### Texto proporcionado

------------------------------------

Recuerdo que en la película alemana La vida de los otros hay un guiño, una ética si se quiere, sobre cómo homenajear a las personas virtuosas. No me refiero a los mesías, héroes nacionales, celebridades y bípedos implumes que tienen las candilejas encendidas en sus acciones y palabras. No. Me refiero a aquellas personas que andan en lo que andan silenciosamente, sin pedir reconocimiento alguno, pero que su vida cambia vidas, sus palabras tocan almas y, con suerte, sus actos resisten a la dominación para cambiar el curso de la historia así sea por un pelo.

 

Esta columna es, entonces, una candileja, una luz que focaliza fragmentos de la vida de una de esas personas virtuosas que se merecen una sonata. Son acreedores de unas líneas de recuerdo para que otros sepan cómo giraron la vida de otros. Debo aclarar que estas líneas tienen algo de soberbia, pues no conocí personalmente al filósofo pragmático-hermeneuta Richard J. Bernstein. Yo apenas leía sus libros, escuchaba sus conferencias y hablaba con sus discípulos y alumnos. A veces la soberbia es la pulsión de recordar a otros para quienes no existimos.

------------------------------------

[Registros de etiquetado de formas]
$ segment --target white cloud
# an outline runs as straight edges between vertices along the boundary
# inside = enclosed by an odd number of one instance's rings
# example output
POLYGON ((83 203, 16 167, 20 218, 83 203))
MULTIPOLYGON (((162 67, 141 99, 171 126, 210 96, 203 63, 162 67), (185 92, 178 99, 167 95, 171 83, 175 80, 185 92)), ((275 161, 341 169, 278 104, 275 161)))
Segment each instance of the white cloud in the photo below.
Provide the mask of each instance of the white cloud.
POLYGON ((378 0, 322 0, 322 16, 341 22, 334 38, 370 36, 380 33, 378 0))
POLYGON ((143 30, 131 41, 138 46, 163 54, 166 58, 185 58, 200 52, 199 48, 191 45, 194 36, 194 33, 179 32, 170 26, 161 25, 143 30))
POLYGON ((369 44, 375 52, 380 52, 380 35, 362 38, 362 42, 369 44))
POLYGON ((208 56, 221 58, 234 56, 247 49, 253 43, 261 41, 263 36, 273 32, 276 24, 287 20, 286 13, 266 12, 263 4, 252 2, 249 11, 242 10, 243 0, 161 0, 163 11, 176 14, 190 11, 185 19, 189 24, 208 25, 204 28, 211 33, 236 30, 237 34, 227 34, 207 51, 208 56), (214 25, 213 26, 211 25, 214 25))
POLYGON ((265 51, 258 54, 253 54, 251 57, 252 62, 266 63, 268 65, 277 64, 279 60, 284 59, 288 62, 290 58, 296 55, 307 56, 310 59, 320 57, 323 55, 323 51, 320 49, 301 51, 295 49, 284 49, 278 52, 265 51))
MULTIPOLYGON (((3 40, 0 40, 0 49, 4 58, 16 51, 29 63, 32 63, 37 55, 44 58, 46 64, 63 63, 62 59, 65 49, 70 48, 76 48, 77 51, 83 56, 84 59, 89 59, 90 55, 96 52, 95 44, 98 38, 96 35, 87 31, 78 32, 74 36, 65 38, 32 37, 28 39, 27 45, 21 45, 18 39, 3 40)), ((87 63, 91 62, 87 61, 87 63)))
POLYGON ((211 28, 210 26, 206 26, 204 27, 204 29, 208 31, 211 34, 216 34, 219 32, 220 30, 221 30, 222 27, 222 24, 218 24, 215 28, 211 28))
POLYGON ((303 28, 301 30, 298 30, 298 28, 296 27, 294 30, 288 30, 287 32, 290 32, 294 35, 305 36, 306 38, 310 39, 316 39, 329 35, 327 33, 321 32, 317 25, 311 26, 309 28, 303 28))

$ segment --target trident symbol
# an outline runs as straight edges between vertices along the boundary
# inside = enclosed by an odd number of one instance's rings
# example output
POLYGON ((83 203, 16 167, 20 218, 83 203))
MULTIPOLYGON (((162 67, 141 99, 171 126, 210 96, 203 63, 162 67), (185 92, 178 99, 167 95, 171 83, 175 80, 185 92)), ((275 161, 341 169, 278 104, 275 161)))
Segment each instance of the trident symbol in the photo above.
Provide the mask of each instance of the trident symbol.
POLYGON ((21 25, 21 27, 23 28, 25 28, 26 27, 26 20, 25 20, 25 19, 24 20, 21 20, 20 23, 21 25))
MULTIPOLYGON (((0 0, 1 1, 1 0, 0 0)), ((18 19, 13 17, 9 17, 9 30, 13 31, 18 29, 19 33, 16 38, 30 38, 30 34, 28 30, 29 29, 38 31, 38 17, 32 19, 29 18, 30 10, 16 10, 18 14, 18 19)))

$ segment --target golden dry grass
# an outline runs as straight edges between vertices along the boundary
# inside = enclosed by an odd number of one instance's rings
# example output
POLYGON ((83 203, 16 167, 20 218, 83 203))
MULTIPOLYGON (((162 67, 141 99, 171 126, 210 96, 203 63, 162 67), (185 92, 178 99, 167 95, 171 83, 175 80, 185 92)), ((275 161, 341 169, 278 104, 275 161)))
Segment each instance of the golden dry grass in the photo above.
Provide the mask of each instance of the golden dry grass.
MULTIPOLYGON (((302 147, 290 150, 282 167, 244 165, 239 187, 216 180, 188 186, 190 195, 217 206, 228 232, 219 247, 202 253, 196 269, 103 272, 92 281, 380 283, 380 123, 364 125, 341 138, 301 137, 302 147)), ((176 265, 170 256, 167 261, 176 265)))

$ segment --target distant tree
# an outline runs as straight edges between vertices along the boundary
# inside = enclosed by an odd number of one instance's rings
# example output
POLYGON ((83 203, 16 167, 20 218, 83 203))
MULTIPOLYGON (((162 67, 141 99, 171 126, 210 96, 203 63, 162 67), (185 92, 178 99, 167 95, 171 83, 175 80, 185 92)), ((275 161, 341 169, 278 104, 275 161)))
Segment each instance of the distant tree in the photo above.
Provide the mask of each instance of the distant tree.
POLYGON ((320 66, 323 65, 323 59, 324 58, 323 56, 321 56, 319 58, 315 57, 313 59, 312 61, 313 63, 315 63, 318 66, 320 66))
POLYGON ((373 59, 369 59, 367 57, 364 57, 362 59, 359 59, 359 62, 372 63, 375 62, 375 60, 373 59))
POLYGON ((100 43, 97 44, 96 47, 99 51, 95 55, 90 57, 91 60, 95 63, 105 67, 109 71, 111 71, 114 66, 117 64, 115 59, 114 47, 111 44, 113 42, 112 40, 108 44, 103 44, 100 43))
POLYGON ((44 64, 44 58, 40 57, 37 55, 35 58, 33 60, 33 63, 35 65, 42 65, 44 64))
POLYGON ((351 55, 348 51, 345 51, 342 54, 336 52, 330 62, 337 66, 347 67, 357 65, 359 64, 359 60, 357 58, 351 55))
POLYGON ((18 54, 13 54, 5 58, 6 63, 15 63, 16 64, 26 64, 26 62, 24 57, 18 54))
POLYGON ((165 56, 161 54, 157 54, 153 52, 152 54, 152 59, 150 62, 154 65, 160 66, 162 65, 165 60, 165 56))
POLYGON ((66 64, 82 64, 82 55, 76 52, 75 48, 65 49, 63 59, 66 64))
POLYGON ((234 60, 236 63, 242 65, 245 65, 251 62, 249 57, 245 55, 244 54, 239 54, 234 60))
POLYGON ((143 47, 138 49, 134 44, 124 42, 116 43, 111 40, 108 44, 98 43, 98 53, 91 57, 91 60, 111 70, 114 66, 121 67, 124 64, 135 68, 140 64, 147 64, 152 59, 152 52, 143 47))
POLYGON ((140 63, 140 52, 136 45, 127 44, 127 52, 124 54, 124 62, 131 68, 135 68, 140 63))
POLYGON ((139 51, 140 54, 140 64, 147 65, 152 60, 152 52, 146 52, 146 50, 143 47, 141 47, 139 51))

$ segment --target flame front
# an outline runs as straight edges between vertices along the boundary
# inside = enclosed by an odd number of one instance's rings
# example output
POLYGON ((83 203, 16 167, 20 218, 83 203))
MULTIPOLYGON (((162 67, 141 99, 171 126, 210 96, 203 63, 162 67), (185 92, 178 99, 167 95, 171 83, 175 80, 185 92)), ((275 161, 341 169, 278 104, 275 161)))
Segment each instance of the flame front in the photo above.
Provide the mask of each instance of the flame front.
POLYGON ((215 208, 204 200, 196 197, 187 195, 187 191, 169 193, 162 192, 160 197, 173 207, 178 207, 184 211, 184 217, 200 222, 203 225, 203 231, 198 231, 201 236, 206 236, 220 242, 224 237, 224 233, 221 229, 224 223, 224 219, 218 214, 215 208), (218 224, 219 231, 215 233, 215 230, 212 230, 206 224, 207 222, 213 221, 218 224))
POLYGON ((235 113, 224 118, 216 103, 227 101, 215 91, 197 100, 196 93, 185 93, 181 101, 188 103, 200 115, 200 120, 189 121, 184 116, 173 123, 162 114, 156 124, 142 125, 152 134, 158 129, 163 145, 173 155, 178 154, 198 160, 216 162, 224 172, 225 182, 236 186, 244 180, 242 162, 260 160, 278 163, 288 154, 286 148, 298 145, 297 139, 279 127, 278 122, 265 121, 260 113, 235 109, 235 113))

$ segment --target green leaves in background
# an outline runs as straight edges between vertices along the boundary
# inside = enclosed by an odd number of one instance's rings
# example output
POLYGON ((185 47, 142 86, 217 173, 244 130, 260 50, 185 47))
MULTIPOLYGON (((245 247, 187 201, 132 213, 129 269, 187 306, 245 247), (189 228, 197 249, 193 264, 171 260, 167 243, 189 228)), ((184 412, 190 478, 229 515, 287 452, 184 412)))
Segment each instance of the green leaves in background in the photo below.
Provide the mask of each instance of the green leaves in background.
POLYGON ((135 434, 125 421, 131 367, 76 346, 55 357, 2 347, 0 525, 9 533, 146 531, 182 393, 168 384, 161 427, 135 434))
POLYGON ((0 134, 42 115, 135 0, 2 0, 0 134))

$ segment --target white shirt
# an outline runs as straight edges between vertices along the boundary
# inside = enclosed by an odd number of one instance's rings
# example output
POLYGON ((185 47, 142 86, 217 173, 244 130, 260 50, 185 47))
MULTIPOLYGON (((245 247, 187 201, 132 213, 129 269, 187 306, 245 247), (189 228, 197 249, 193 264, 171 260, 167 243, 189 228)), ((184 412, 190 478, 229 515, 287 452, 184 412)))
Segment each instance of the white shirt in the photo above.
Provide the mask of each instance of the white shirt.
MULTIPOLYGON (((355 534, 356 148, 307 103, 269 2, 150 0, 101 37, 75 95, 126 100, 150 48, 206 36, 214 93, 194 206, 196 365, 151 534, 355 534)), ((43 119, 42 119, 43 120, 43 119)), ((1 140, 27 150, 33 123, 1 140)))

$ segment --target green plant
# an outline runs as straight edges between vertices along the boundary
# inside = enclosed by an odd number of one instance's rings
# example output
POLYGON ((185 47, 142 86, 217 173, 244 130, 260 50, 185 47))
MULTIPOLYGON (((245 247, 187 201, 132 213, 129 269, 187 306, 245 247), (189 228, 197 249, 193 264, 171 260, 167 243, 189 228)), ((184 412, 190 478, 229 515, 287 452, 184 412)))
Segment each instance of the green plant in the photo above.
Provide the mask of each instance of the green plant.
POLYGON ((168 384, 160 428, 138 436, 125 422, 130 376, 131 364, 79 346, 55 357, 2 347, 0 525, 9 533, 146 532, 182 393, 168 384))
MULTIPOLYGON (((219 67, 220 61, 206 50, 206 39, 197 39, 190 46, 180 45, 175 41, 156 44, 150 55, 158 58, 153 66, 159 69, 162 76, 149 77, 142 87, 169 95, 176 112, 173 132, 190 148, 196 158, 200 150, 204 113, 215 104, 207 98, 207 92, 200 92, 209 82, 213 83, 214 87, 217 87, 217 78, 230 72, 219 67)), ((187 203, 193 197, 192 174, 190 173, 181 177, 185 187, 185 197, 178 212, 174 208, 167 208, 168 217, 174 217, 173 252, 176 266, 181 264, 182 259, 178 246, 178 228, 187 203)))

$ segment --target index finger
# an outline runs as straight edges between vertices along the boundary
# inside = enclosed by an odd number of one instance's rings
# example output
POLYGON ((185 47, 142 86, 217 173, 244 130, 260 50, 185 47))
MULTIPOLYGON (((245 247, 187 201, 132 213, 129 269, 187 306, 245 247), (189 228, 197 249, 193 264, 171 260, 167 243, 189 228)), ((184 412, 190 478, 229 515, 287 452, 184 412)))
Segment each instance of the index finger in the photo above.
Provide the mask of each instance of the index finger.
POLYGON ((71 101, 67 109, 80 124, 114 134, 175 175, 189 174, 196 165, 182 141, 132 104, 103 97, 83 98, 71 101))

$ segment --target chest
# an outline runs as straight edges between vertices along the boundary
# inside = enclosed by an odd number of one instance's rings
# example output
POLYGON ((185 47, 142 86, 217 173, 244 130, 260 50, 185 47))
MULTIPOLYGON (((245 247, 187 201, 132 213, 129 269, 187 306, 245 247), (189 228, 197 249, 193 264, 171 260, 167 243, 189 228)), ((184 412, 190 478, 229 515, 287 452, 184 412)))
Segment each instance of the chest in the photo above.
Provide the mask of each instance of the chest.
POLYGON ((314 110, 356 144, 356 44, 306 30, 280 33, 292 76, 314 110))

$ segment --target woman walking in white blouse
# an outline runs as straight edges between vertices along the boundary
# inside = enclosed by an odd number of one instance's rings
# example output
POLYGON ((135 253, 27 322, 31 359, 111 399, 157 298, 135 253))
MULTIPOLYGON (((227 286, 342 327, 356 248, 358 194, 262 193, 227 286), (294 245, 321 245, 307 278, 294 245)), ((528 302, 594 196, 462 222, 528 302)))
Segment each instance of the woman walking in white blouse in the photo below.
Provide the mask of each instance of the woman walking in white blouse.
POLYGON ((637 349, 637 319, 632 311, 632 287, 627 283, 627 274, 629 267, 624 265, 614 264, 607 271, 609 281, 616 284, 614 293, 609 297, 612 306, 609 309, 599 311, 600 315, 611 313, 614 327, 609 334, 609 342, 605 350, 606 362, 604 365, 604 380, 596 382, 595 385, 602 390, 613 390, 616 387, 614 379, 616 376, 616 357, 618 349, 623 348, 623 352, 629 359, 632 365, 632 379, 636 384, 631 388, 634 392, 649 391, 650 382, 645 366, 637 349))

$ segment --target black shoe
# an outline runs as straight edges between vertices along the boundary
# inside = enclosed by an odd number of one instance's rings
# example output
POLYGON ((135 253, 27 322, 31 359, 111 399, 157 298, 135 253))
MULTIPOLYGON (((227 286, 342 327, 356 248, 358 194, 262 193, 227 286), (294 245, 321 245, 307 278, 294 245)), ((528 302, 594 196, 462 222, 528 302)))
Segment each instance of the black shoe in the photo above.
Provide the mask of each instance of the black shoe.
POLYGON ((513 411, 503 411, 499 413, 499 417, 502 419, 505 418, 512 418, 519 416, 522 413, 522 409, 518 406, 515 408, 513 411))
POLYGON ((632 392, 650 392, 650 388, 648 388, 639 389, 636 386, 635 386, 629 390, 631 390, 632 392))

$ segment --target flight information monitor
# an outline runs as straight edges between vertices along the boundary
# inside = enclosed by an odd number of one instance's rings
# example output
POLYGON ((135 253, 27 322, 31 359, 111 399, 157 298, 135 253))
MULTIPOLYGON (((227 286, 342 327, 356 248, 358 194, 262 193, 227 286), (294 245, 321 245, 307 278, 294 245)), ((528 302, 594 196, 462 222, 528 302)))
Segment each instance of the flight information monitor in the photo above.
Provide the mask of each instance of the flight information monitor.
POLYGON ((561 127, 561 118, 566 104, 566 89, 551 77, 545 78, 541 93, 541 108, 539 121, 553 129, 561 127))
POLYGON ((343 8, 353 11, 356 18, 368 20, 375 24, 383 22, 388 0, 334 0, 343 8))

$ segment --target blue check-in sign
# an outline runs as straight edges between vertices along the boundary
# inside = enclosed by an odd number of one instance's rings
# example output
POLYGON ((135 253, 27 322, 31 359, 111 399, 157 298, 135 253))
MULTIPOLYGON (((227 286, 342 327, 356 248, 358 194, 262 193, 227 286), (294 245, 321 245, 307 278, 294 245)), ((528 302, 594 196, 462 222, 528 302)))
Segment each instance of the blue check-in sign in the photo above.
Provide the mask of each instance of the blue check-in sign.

------------------------------------

### Instrucción dada 1
Reescribe las entradas desde la línea con "--target golden dry grass" hasta la línea con "MULTIPOLYGON (((302 147, 290", ambas incluidas, poniendo "withered grass" en lugar de "golden dry grass" y sin tocar nada más.
### Instrucción dada 2
Continúa la columna sobre Richard J. Bernstein a partir de su última frase.
La columna y las entradas no tienen relación entre sí.

### Resultado final 1
$ segment --target withered grass
# an outline runs as straight edges between vertices along the boundary
# inside = enclosed by an odd number of one instance's rings
# example output
POLYGON ((83 203, 16 167, 20 218, 83 203))
MULTIPOLYGON (((162 67, 141 99, 171 126, 210 96, 203 63, 162 67), (185 92, 178 99, 167 95, 171 83, 175 80, 185 92)), ((275 161, 341 169, 278 104, 275 161)))
Segment each instance of the withered grass in the photo above.
Provide the mask of each instance of the withered grass.
MULTIPOLYGON (((302 147, 290 150, 282 167, 244 165, 239 187, 216 180, 188 186, 190 195, 217 206, 228 232, 219 247, 202 253, 196 269, 103 272, 92 281, 380 283, 380 123, 364 125, 341 138, 301 137, 302 147)), ((176 265, 170 256, 167 261, 176 265)))

### Resultado final 2
 

Bernstein murió el día que se celebra la independencia de su país con sus ideales liberales, democráticos y experimentales, tres ideas que orientaron buena parte de su filosofía. Bernstein era paradójicamente un romántico y un escéptico del liberalismo, de la democracia y de la experiencia. Pero sobre todo era un pragmático. En el que para mí es su mejor libro, The Pragmatic Turn (2010) –uno además dedicado a su gran amigo y contrincante (¿acaso hay una amistad más feliz que la empieza en lo común y deriva en la admiración por la divergencia ideológica?), el filósofo Richard Rorty–, Bernstein recordaba el tiempo en el que escribió su disertación sobre John Dewey en los años cincuenta. La filosofía pragmatista, que gravita alrededor de una noción de experiencia revitalizada, robusta y no reduccionista, estaba “pasada de moda”. Pocos filósofos tenían la valentía de escribir sobre John Dewey, Charles Peirce, William James, Jane Addams y George Mead.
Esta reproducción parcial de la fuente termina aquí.